### TASK INPUT
■ ■ ■

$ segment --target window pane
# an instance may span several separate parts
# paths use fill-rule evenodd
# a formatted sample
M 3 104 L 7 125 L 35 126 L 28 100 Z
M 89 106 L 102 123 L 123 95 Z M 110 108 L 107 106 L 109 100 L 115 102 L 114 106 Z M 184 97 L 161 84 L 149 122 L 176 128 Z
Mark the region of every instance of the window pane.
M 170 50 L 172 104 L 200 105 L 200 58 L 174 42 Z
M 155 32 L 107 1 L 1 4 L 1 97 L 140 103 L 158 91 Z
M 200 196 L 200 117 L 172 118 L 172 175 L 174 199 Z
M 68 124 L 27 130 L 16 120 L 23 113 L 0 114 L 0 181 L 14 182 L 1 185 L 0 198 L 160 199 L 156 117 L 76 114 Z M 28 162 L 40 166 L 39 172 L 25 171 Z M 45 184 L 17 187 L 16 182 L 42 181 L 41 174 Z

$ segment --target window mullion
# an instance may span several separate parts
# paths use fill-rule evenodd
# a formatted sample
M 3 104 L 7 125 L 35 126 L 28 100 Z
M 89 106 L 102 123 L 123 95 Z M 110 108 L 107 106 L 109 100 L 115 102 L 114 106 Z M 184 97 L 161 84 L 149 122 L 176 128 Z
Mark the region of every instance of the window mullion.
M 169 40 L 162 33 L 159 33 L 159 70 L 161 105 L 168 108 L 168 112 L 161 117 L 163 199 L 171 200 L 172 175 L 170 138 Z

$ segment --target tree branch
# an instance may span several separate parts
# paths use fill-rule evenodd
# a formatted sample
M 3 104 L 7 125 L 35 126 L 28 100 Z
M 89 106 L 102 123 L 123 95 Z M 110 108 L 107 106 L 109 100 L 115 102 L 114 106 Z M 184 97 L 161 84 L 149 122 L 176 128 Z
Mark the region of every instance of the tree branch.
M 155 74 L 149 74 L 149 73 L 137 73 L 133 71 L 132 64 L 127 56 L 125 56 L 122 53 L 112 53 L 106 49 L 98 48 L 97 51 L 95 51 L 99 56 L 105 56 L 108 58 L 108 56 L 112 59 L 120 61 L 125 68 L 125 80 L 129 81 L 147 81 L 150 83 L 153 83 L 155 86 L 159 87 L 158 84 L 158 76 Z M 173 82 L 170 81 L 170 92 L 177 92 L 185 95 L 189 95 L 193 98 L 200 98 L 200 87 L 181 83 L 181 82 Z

■ ■ ■

### REQUIRED WORK
Lay out everything from the line containing "--target tree branch" down to the line containing "Mark the region of every instance of the tree" as a numbered list, leaving out blank lines.

### EXERCISE ANSWER
1. $ segment --target tree branch
2. # an instance may span several separate parts
3. # paths use fill-rule evenodd
4. # a formatted sample
5. M 3 104 L 7 125 L 35 126 L 28 100 Z
6. M 89 106 L 102 123 L 123 95 Z M 110 108 L 107 106 L 109 100 L 115 102 L 114 106 Z M 184 97 L 161 84 L 149 122 L 176 128 Z
7. Mark the region of every instance of the tree branch.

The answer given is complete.